SELECTED EXTRACT:
§

Audianism, or Anthropomorphism, was a sect of Christians in the 4th century in Syria and the Pontic–Caspian steppe, named after its founder Audius or Audaeus, who interpreted the text of the First Epistle to Timothy 3:16 to mean that God created man in His image in a literal physical sense.

==Beliefs==
The distinguishing beliefs and practices included both theological anthropomorphism and quartodecimanism.
- Anthropomorphism holds that God has human form. Audius took the text of Genesis 1:27 literally and held that God created humans to resemble his physical form.
- Quartodecimans honoured the death of Jesus on the eve of Passover instead of following the Roman tradition of celebrating Easter on a Sunday.

==History==
Audius lived in Syria in the 4th century. His views extended into Scythia. Towards the end of the 4th century, the opinion of the Audians appeared among some African Christians.

In 325 at the First Council of Nicaea, it was decreed that all Christians should follow the Roman tradition of celebrating Pascha (Easter) on Easter Sunday, and no longer on the date of 14 Nisan (the Jewish Passover), as the so-called Quartodecimans used to do. The Audians, however, continued the Quartodeciman practice.

Epiphanius of Salamis called attention to the Audians (as well as other sects he considered heretical) in his Panarion. Although Epiphanius is not always a trustworthy source, he correctly quotes the viewpoint of the Audians, that the church had "abandoned the fathers' Paschal rite in Constantine's time from deference to the emperor, and changed the day to suit the emperor".

Roman Emperors Constantine I the Great and Theodosius I legislated against the Audians, but the sect was still practicing quartodecimanism in Syrian Antioch in the 380s.

The Church Father Theodoret wrote on the belief the following, as Chapter IX of his Ecclesiastical History (Book IV), titled "Of the heresy of the Audiani":

The illustrious emperor thus took heed of the apostolic decrees, but Audaeus, a Syrian alike in race and in speech, appeared at that time as an inventor of new decrees. He had long ago begun to incubate iniquities and now appeared in his true character. At first he understood in an absurd sense the passage "Let us make man in our image, after our likeness." From want of apprehension of the meaning of the divine Scripture he understood the Divine Being to have a human form, and conjectured it to be enveloped in bodily parts; for Holy Scripture frequently describes the divine operations under the names of human parts, since by these means the providence of God is made more easily intelligible to minds incapable of perceiving any immaterial ideas. To this impiety Audaeus added others of a similar kind. By an eclectic process he adopted some of the Manichean doctrines of Manes and denied that the God of the universe is creator of either fire or darkness. But these and all similar errors are concealed by the adherents of his faction.

§

Stored records:
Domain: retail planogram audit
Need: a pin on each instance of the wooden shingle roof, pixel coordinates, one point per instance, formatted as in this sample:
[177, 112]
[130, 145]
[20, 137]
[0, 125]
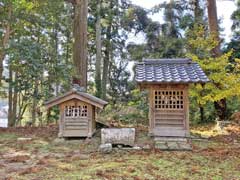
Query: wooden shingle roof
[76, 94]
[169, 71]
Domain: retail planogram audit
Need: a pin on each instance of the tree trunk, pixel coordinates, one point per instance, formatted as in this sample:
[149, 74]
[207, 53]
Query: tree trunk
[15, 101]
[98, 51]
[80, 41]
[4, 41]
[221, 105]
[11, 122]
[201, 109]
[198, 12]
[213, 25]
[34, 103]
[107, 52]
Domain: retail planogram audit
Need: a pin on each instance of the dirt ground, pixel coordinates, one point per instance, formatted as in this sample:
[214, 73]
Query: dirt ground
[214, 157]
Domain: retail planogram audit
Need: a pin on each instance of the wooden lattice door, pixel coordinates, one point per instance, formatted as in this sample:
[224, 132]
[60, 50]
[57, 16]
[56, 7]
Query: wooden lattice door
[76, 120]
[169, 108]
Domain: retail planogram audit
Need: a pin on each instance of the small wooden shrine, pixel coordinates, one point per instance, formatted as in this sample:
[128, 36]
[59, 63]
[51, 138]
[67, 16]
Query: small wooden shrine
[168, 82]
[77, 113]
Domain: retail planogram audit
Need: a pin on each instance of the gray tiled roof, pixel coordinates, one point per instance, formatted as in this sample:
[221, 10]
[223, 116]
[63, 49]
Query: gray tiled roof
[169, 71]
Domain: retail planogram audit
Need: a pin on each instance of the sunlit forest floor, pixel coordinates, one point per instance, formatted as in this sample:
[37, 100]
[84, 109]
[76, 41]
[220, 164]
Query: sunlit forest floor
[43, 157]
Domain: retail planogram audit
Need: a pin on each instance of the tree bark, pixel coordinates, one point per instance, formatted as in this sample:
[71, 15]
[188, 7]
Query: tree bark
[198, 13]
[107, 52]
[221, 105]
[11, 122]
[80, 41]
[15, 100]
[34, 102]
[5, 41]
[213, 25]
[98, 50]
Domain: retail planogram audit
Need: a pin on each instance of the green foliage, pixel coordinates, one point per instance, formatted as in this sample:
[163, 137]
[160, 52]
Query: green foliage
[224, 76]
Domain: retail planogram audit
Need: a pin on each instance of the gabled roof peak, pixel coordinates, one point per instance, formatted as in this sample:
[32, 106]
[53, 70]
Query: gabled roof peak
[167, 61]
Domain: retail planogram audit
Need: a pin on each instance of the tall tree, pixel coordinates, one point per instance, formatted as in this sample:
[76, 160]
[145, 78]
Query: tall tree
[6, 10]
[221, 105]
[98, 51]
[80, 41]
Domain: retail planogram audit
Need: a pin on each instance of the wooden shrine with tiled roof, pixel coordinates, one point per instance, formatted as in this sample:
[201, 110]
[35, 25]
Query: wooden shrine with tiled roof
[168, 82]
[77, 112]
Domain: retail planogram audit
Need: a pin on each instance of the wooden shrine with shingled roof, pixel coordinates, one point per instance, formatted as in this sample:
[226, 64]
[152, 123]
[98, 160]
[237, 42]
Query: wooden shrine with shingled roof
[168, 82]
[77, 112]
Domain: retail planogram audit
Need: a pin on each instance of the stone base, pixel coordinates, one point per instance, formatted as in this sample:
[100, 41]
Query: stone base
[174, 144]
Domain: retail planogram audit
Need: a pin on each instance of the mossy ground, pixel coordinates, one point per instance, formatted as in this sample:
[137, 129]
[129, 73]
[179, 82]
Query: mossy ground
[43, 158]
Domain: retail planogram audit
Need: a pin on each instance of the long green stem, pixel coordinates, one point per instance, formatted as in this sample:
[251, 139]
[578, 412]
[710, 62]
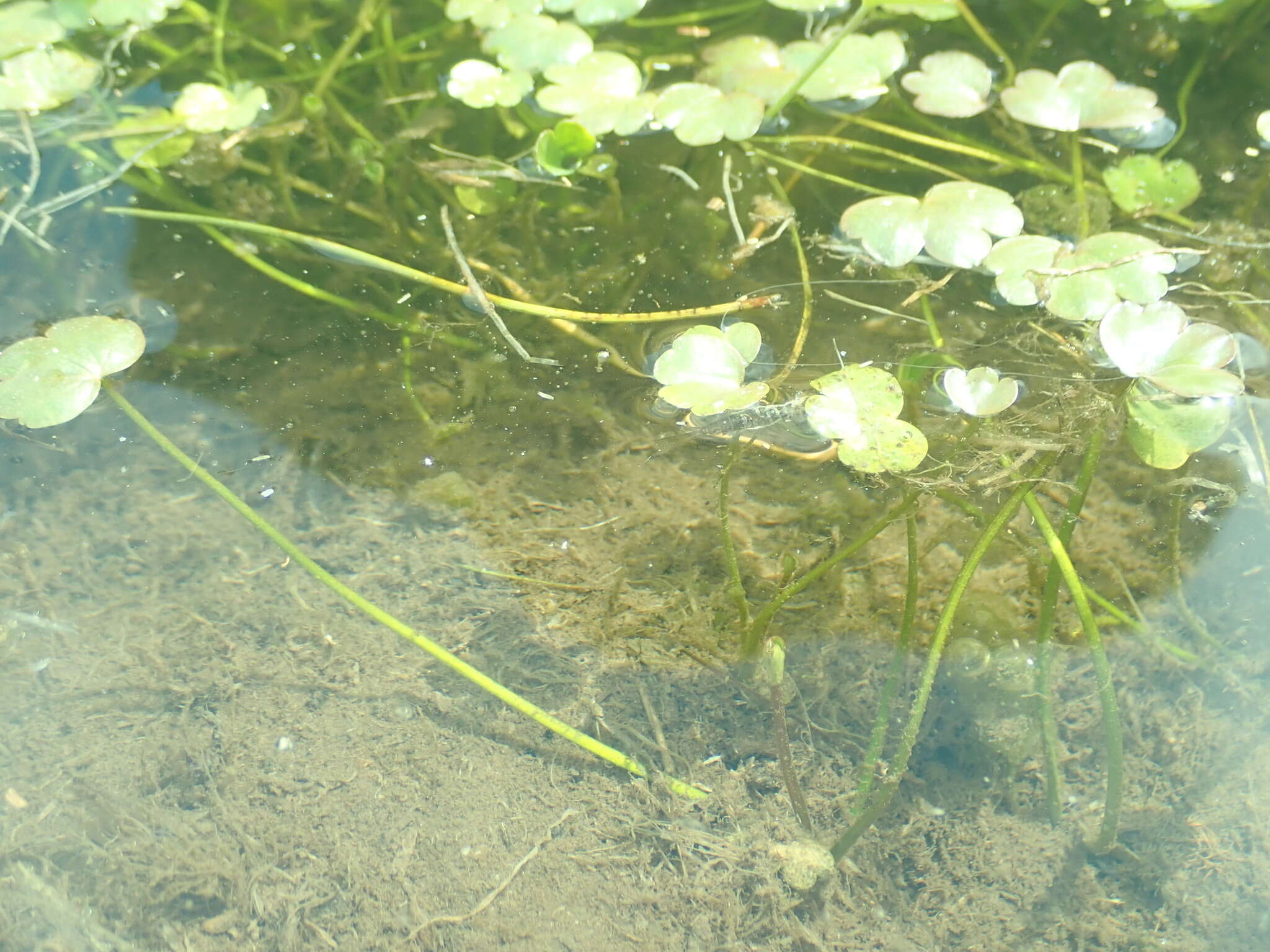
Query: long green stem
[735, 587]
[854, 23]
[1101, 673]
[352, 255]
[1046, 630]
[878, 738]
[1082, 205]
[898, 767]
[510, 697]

§

WORK TO BE COMPLETED:
Answer these questions using the text on Audianism:
(a) In what year did the First Council of Nicaea take place?
(b) Which two Roman emperors legislated against the Audians?
(c) According to Theodoret, whose doctrines did Audaeus partly adopt "by an eclectic process"?

SOLUTION:
(a) 325
(b) Constantine I the Great and Theodosius I
(c) Some of the Manichean doctrines of Manes